[Rows from a segmentation dataset]
------------------------------------------------------------------------

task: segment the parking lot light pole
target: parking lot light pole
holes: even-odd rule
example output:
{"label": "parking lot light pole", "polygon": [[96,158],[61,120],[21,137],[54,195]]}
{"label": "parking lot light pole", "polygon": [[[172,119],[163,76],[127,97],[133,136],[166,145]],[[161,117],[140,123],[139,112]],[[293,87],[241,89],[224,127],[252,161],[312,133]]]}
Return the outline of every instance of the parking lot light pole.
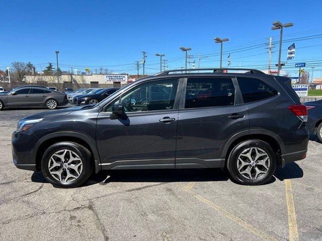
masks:
{"label": "parking lot light pole", "polygon": [[182,50],[183,52],[186,52],[186,73],[187,73],[187,53],[188,51],[191,50],[191,48],[184,48],[183,47],[181,47],[180,49]]}
{"label": "parking lot light pole", "polygon": [[8,77],[9,77],[9,87],[11,88],[11,82],[10,81],[10,67],[7,67],[7,69],[8,70]]}
{"label": "parking lot light pole", "polygon": [[312,74],[311,75],[311,83],[312,84],[313,83],[313,69],[314,69],[315,67],[311,67],[311,68],[312,68]]}
{"label": "parking lot light pole", "polygon": [[281,70],[281,52],[282,51],[282,40],[283,39],[283,29],[284,28],[288,28],[293,26],[293,23],[288,23],[285,24],[282,24],[280,22],[276,21],[273,23],[272,30],[276,30],[277,29],[281,30],[280,34],[280,49],[278,51],[278,66],[277,66],[277,75],[280,75],[280,71]]}
{"label": "parking lot light pole", "polygon": [[58,76],[58,54],[59,51],[56,51],[56,59],[57,60],[57,81],[58,83],[58,88],[59,87],[59,77]]}
{"label": "parking lot light pole", "polygon": [[222,42],[229,41],[229,39],[220,39],[218,37],[216,37],[213,39],[215,41],[215,43],[216,43],[216,44],[219,44],[219,43],[220,43],[220,68],[221,68],[222,63]]}
{"label": "parking lot light pole", "polygon": [[160,72],[162,72],[162,57],[165,56],[164,54],[155,54],[156,56],[160,56]]}

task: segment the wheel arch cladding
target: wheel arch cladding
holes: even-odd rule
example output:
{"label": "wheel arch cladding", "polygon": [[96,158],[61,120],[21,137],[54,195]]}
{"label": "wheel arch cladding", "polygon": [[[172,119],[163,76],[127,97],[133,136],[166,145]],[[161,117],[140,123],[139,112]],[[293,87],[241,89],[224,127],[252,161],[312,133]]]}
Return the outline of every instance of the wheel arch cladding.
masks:
{"label": "wheel arch cladding", "polygon": [[99,165],[99,163],[100,163],[100,159],[95,142],[83,134],[70,132],[53,133],[45,136],[39,140],[35,148],[36,151],[34,154],[37,170],[41,169],[41,159],[48,148],[55,143],[60,142],[74,142],[88,149],[93,154],[94,160],[92,161],[94,165],[95,172],[97,173],[100,170]]}
{"label": "wheel arch cladding", "polygon": [[281,160],[280,160],[280,158],[279,158],[279,156],[280,156],[282,152],[281,145],[278,141],[273,137],[262,134],[248,134],[233,139],[232,140],[231,139],[227,143],[227,144],[224,148],[222,157],[223,158],[225,158],[226,161],[231,150],[232,150],[234,147],[238,145],[238,143],[240,143],[242,142],[249,140],[259,140],[266,142],[272,147],[275,153],[279,154],[276,155],[277,159],[277,161],[279,165],[281,165]]}

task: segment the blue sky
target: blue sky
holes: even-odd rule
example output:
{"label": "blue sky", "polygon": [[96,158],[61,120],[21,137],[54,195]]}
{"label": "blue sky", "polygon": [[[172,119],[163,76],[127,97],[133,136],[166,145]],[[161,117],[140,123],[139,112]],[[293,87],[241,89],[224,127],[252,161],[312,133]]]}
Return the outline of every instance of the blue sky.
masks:
{"label": "blue sky", "polygon": [[[201,60],[201,67],[215,67],[220,51],[213,41],[216,36],[229,39],[224,44],[224,66],[230,52],[231,67],[263,69],[268,60],[265,38],[278,41],[279,32],[271,30],[272,23],[278,20],[294,23],[284,30],[283,39],[290,40],[283,45],[282,60],[286,61],[286,49],[295,39],[295,58],[289,62],[310,63],[306,69],[315,66],[314,76],[320,77],[321,13],[322,3],[317,0],[3,1],[0,69],[13,61],[30,61],[40,71],[47,62],[55,63],[55,51],[59,50],[63,70],[102,66],[113,72],[136,73],[134,62],[144,50],[146,72],[153,73],[159,70],[155,53],[166,55],[171,69],[184,66],[180,46],[192,48],[191,61],[196,66],[200,53],[211,56]],[[274,64],[278,49],[277,43]],[[295,76],[297,69],[291,66],[286,70]]]}

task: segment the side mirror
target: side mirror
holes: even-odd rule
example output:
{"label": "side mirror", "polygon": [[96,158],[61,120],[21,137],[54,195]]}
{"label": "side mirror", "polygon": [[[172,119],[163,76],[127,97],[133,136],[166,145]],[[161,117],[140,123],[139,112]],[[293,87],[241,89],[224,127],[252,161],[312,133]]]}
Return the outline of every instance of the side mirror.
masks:
{"label": "side mirror", "polygon": [[124,106],[122,104],[115,104],[112,106],[112,114],[111,115],[111,119],[118,118],[120,115],[122,115],[124,113]]}

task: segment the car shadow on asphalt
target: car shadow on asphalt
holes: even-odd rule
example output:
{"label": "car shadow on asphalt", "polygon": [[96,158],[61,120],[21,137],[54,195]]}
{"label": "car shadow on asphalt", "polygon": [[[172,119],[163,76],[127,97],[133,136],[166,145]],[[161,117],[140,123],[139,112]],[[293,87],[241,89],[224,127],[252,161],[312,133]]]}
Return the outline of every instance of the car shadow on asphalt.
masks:
{"label": "car shadow on asphalt", "polygon": [[[300,178],[303,175],[303,170],[295,162],[289,163],[284,168],[278,167],[272,178],[262,185],[272,183],[276,178],[283,181],[286,179]],[[228,180],[238,184],[226,171],[219,168],[109,170],[93,174],[82,186],[96,184],[105,185],[113,182],[216,182]],[[34,182],[48,182],[41,172],[34,172],[31,180]]]}

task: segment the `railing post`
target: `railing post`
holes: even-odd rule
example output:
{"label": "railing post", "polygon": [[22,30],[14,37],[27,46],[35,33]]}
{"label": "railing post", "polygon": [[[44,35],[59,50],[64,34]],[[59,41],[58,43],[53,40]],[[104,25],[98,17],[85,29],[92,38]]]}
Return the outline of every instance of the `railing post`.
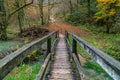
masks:
{"label": "railing post", "polygon": [[73,39],[73,43],[72,43],[72,53],[77,54],[77,42],[75,39]]}
{"label": "railing post", "polygon": [[51,53],[51,38],[47,40],[47,55]]}
{"label": "railing post", "polygon": [[72,43],[72,53],[75,53],[77,59],[79,60],[78,54],[77,54],[77,41],[73,39]]}
{"label": "railing post", "polygon": [[55,38],[58,38],[59,36],[59,31],[56,32]]}
{"label": "railing post", "polygon": [[65,36],[68,39],[68,32],[65,30]]}

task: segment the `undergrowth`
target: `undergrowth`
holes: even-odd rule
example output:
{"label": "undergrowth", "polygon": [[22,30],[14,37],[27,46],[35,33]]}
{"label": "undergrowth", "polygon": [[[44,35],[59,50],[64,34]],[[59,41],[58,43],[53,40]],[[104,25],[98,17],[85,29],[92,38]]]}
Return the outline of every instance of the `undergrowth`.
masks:
{"label": "undergrowth", "polygon": [[4,80],[35,80],[40,67],[40,63],[34,65],[23,64],[16,67]]}

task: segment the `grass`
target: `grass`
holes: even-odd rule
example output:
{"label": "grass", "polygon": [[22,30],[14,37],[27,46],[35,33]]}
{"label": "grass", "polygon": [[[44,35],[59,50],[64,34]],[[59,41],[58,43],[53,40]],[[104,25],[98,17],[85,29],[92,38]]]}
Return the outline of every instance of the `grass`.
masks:
{"label": "grass", "polygon": [[41,64],[36,63],[34,65],[23,64],[20,67],[16,67],[4,80],[35,80],[36,75],[40,70]]}
{"label": "grass", "polygon": [[96,29],[94,26],[83,27],[86,27],[89,32],[92,32],[88,37],[81,36],[84,40],[120,61],[120,34],[104,33],[102,30],[104,27],[102,29]]}

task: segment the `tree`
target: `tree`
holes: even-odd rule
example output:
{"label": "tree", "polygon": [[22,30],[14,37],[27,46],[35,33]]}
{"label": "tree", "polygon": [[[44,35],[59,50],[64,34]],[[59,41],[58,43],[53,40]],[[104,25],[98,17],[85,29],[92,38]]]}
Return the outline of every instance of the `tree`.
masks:
{"label": "tree", "polygon": [[110,33],[110,28],[114,17],[117,12],[117,8],[120,8],[119,0],[97,0],[97,9],[98,11],[95,14],[97,21],[103,20],[106,24],[106,32]]}
{"label": "tree", "polygon": [[[20,0],[15,0],[15,3],[16,3],[16,7],[17,8],[20,8]],[[19,28],[20,28],[20,32],[22,33],[23,29],[22,29],[22,26],[23,26],[23,20],[24,20],[24,10],[21,9],[20,11],[18,11],[18,22],[19,22]]]}
{"label": "tree", "polygon": [[0,39],[6,40],[7,39],[7,15],[4,5],[4,0],[0,0]]}

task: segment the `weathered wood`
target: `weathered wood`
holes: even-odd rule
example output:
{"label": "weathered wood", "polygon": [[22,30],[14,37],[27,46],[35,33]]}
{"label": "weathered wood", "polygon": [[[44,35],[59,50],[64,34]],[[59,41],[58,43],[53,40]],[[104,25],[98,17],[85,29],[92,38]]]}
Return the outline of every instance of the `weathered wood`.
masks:
{"label": "weathered wood", "polygon": [[55,61],[52,65],[49,80],[73,80],[69,55],[63,36],[60,36],[55,53]]}
{"label": "weathered wood", "polygon": [[45,70],[46,70],[46,68],[47,68],[47,65],[48,65],[48,63],[49,63],[50,56],[51,56],[51,54],[48,54],[48,56],[46,57],[45,62],[44,62],[44,64],[42,65],[42,67],[41,67],[41,69],[40,69],[40,71],[39,71],[39,73],[38,73],[38,75],[37,75],[37,77],[36,77],[36,80],[42,80],[43,75],[44,75],[44,73],[45,73]]}
{"label": "weathered wood", "polygon": [[114,79],[120,79],[120,62],[113,59],[111,56],[102,52],[101,50],[90,45],[86,41],[82,40],[78,36],[68,32],[68,35],[75,39],[81,47],[83,47],[87,53],[89,53],[93,59]]}
{"label": "weathered wood", "polygon": [[47,54],[51,53],[51,38],[47,40]]}
{"label": "weathered wood", "polygon": [[72,42],[72,53],[75,53],[77,55],[77,41],[73,39]]}
{"label": "weathered wood", "polygon": [[57,31],[54,31],[41,39],[26,44],[19,50],[0,60],[0,80],[2,80],[15,66],[21,64],[24,58],[30,54],[32,50],[39,48],[41,44],[46,42],[52,35],[56,33]]}
{"label": "weathered wood", "polygon": [[77,69],[78,69],[78,72],[79,72],[79,75],[80,75],[80,79],[81,80],[85,80],[85,76],[84,76],[84,74],[82,72],[82,68],[80,66],[79,60],[78,60],[78,58],[77,58],[75,53],[73,53],[73,59],[74,59],[76,65],[77,65]]}

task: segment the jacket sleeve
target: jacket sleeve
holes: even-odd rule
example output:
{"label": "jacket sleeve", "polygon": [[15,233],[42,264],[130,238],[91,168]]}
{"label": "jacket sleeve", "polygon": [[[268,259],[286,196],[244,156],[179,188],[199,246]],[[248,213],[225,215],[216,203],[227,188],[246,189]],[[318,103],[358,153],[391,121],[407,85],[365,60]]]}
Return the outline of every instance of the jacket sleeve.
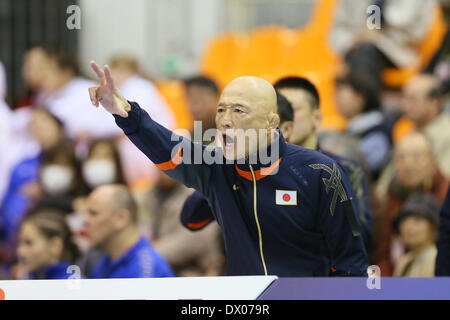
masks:
{"label": "jacket sleeve", "polygon": [[[154,121],[136,102],[129,101],[128,117],[114,115],[116,124],[133,144],[139,148],[159,169],[178,182],[207,194],[213,164],[198,160],[205,146],[192,143]],[[210,151],[208,151],[210,152]],[[215,152],[215,151],[212,151]],[[195,157],[195,159],[194,159]]]}
{"label": "jacket sleeve", "polygon": [[330,253],[331,276],[367,276],[368,258],[355,217],[350,182],[333,164],[320,170],[318,227]]}
{"label": "jacket sleeve", "polygon": [[208,200],[203,194],[195,191],[184,202],[180,219],[184,227],[191,231],[198,231],[214,221],[215,217]]}
{"label": "jacket sleeve", "polygon": [[436,276],[450,276],[450,188],[439,217]]}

------------------------------------------------------------------------

▶ The problem:
Return, unchanged, the lines from the one containing "task: segment the jacket sleeve" down to the end of the entries above, inclusive. Images are left out.

▶ Reply:
task: segment the jacket sleeve
target: jacket sleeve
holes: even-odd rule
example output:
{"label": "jacket sleeve", "polygon": [[15,233],[42,264],[130,238],[91,168]]}
{"label": "jacket sleeve", "polygon": [[[268,259],[286,196],[244,156],[179,188],[199,246]],[[248,213],[225,215],[216,203],[227,188],[246,189]],[[318,103],[358,153],[391,121],[407,85],[365,60]]]}
Return the outline of every instance of the jacket sleeve.
masks:
{"label": "jacket sleeve", "polygon": [[[154,121],[136,102],[129,101],[128,117],[114,115],[116,124],[133,144],[139,148],[159,169],[178,182],[207,194],[213,164],[198,160],[205,146],[192,143]],[[210,151],[208,151],[210,152]],[[215,152],[215,151],[212,151]],[[195,157],[195,159],[194,159]]]}
{"label": "jacket sleeve", "polygon": [[330,253],[331,276],[367,276],[368,258],[355,217],[350,182],[333,164],[320,170],[318,227]]}
{"label": "jacket sleeve", "polygon": [[208,200],[203,194],[195,191],[184,202],[180,219],[184,227],[191,231],[198,231],[214,221],[215,217]]}
{"label": "jacket sleeve", "polygon": [[436,276],[450,276],[450,188],[439,217]]}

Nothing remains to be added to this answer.